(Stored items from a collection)

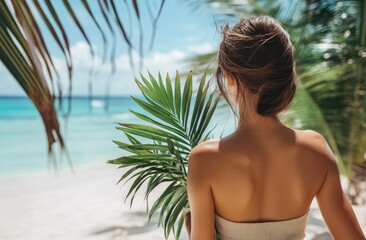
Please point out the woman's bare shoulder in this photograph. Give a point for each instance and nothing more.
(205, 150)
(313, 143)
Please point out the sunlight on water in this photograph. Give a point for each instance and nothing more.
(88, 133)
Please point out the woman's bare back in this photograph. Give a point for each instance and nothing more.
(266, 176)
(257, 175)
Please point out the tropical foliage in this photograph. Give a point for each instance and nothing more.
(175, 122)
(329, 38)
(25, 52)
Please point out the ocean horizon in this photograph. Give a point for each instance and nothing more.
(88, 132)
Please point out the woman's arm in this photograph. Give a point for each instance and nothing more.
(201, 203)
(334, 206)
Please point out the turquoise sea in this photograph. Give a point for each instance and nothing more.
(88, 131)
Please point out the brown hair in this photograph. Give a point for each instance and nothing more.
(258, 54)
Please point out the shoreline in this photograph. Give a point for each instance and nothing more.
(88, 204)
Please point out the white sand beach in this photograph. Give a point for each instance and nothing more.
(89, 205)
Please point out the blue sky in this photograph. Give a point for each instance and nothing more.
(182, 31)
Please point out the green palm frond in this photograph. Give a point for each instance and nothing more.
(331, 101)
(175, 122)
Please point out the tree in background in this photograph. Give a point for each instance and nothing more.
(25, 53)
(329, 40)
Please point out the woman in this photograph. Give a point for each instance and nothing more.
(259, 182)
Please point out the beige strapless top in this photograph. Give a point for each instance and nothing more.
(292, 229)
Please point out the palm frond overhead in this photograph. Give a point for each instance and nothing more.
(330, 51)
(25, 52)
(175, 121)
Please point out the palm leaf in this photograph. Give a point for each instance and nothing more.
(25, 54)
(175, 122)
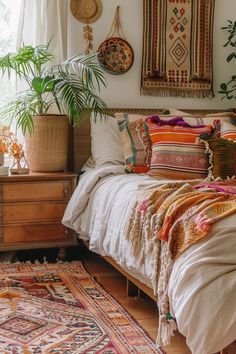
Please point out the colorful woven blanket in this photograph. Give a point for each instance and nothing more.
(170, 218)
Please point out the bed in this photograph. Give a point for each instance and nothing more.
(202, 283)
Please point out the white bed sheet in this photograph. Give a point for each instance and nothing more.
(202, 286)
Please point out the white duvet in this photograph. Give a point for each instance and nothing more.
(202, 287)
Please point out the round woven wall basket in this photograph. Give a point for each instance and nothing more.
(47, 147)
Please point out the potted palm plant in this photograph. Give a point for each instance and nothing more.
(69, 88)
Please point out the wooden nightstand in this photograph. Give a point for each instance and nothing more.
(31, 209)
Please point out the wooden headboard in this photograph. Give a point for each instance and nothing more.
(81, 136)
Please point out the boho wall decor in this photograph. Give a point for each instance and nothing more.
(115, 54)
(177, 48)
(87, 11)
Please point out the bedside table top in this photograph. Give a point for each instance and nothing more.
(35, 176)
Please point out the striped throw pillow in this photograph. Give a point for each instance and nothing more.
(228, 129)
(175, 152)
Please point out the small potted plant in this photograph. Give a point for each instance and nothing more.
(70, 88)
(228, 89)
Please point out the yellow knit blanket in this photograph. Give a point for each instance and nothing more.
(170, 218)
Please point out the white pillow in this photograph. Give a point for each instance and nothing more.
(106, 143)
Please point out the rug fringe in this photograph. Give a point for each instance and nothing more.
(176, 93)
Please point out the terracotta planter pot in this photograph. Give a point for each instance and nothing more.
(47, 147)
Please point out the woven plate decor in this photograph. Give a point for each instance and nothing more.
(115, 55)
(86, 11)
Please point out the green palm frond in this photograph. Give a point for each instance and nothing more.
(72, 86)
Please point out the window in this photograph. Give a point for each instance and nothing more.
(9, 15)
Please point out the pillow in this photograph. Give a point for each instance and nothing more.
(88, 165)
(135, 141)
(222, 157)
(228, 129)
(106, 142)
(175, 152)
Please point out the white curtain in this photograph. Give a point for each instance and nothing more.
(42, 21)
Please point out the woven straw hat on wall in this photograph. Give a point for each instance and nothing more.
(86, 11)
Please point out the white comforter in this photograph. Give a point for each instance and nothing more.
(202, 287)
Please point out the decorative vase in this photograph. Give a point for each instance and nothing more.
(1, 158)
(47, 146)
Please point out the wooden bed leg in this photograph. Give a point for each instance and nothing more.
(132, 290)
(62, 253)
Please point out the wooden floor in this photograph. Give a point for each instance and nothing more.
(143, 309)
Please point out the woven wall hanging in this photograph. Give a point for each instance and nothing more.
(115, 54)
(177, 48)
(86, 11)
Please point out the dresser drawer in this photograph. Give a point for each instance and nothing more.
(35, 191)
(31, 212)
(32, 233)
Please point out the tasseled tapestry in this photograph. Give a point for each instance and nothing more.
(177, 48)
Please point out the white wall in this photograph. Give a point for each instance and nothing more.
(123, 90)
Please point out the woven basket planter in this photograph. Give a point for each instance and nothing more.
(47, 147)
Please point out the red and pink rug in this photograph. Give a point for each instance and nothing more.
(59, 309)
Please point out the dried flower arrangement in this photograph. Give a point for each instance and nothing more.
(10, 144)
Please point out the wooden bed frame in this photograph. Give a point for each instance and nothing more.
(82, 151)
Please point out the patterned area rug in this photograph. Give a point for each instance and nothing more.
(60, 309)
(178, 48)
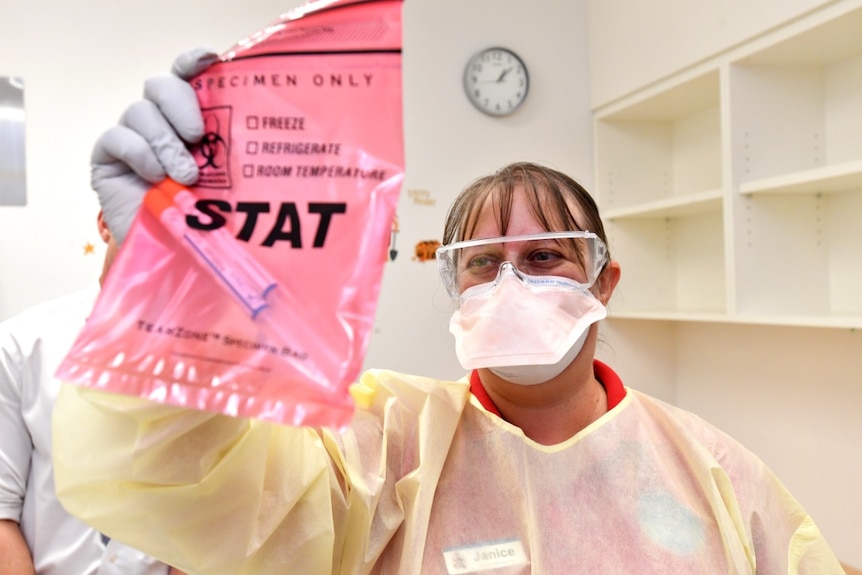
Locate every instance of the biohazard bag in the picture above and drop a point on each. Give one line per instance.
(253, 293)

> [ASSIGNMENT]: Repeat the data word for word; drop the pictures.

> [TASK ANSWER]:
Please point out the woman's bare shoulder in this photograph. Give a point for each instance and nothing more.
(205, 150)
(313, 143)
Please point out the sunlight on water in this photograph. Give a point for each instance and nothing more.
(88, 133)
Please point out the woman's bare back in this photograph. Give a point for each instance and nothing more.
(266, 176)
(257, 175)
Please point out the tropical foliage in this photograph. Give a point for each instance and nothing more.
(175, 122)
(329, 38)
(25, 52)
Please point out the ocean horizon in this photograph. Give a point for each instance and nothing more.
(88, 132)
Please point out the woman's arm in this photograph. Give a point for each instance and nothing more.
(201, 203)
(334, 206)
Please point out the turquoise sea in this photograph. Give a point for each instance and nothing more.
(88, 131)
Please point out the brown hair in this photograph. Give a point for each instance and nothing more.
(258, 54)
Please point out the shoreline in this photograph. Give a point for each instance and nothing more.
(88, 204)
Please point out the white sand beach in this photograph. Give a point for each instance and nothing more.
(89, 205)
Please point out the blue sky in this photograph. Give a point for each instance and nothing more.
(182, 31)
Please point out the green palm frond in this photograph. Give a point for each instance and nothing more.
(331, 101)
(175, 122)
Please point out the tree in background in this photograph. Give a point for each instance and nothing more.
(25, 53)
(329, 40)
Please point out the woman in this photograph. Give a point for each instance and nothing more.
(259, 182)
Please point out the beige strapless top in this photograph. Give a point for each instance and nothing more.
(292, 229)
Please point out the palm frond overhead in this photograph. Give a point for each instance and nothing more.
(330, 51)
(25, 52)
(175, 121)
Please point out the palm leaf in this photograph. Give a point for each instance and nothing more.
(25, 54)
(175, 122)
Please point out the colorful woven blanket in this photograph. Give a point for each instance and nothing more.
(170, 218)
Please point out the bed in this photograph. Give a point for each instance and nothing more.
(202, 283)
Please point out the white bed sheet in this photograph. Give a point for each instance and nothing more.
(202, 286)
Please point out the white duvet in this photograph. Give a point for each instance and nothing more.
(202, 287)
Please point out the round woven wall basket in this photograph. Give a point for each instance and nothing more.
(47, 147)
Please point out the potted palm plant in this photograph. Give a point for each instance and nothing more.
(69, 88)
Please point out the wooden nightstand in this photograph. Give a point for each instance and nothing more.
(31, 209)
Please point out the wooden headboard in this photograph. Give a point for each instance and nothing more.
(81, 136)
Please point out the boho wall decor in this photograph. Give a point for each instance and nothing more.
(115, 54)
(177, 48)
(87, 11)
Please point out the bedside table top in this photograph. Give a point for each instance and nothing more.
(35, 176)
Please point out the striped throw pillow in this photograph. Give a point for each instance and nothing more.
(228, 129)
(175, 152)
Please point out the small potted plant in this photograph. Give a point for each instance and nothing more.
(70, 88)
(228, 89)
Please point out the yellow knit blanket in this photograph. Give a point for each instance and nothing more.
(170, 218)
Please point out the white pillow in this photograph. Give a point for each instance and nothing more.
(106, 143)
Please point out the rug fringe in this photograph. Give a point for each instance and nothing more.
(176, 93)
Please point out the terracotta planter pot in this photograph. Give a point for each instance and nothing more.
(47, 147)
Please point out the woven plate decor in this photograph. Give a point for each instance and nothing more.
(115, 55)
(86, 11)
Please point out the green palm frond in this photograph. Give a point for each instance and nothing more.
(72, 86)
Please point out the window in this photograph. Give a point for each instance and nothing more.
(9, 15)
Please point out the pillow in this photograph. Give a point for each instance and nothing more.
(88, 165)
(135, 141)
(222, 157)
(228, 129)
(106, 142)
(175, 152)
Please point out the white curtain in this photograph. Give a point for each instance and nothing more.
(42, 21)
Please point out the woven straw hat on wall in this photograph. Give a point for each instance and nothing more.
(86, 11)
Please point out the white comforter in this photograph. Give a point for each instance and nothing more.
(202, 287)
Please point out the decorative vase in this photograph. Give a point for each instance and nothing more.
(1, 158)
(47, 146)
Please point out the wooden bed leg in this photograph. Give a point for each instance and nothing more.
(132, 290)
(62, 253)
Please point out the wooden floor in this photograph. Give a point for each instance and nothing more.
(143, 309)
Please point out the woven wall hanging in this photograph. Give a point for each instance and nothing more.
(115, 54)
(177, 48)
(86, 11)
Please point out the dresser drawer in this photograph. Give a point for each instance and nothing more.
(35, 191)
(31, 212)
(32, 233)
Please point out the tasseled tapestry in this photograph. Give a point for each instance and nothing more.
(177, 48)
Please point out the white wall in this photograph. Give a point for each instance and nothing more.
(123, 90)
Please point out the woven basket planter in this photograph. Give a point for each instance and nothing more.
(47, 147)
Please point out the red and pink rug in this photograph. Give a point for each instance and nothing more.
(59, 309)
Please point out the dried flower arrangement in this photograph. Give a point for each instance and nothing more.
(10, 144)
Please point out the wooden bed frame in this photograph. Give a point for each instance and nothing more.
(82, 151)
Please point out the patterned area rug in this photograph. Give a point for each instance and nothing more.
(60, 309)
(178, 48)
Locate every instance of the biohazard bag in the picture above and drop a point on each. Give one line per instance.
(253, 293)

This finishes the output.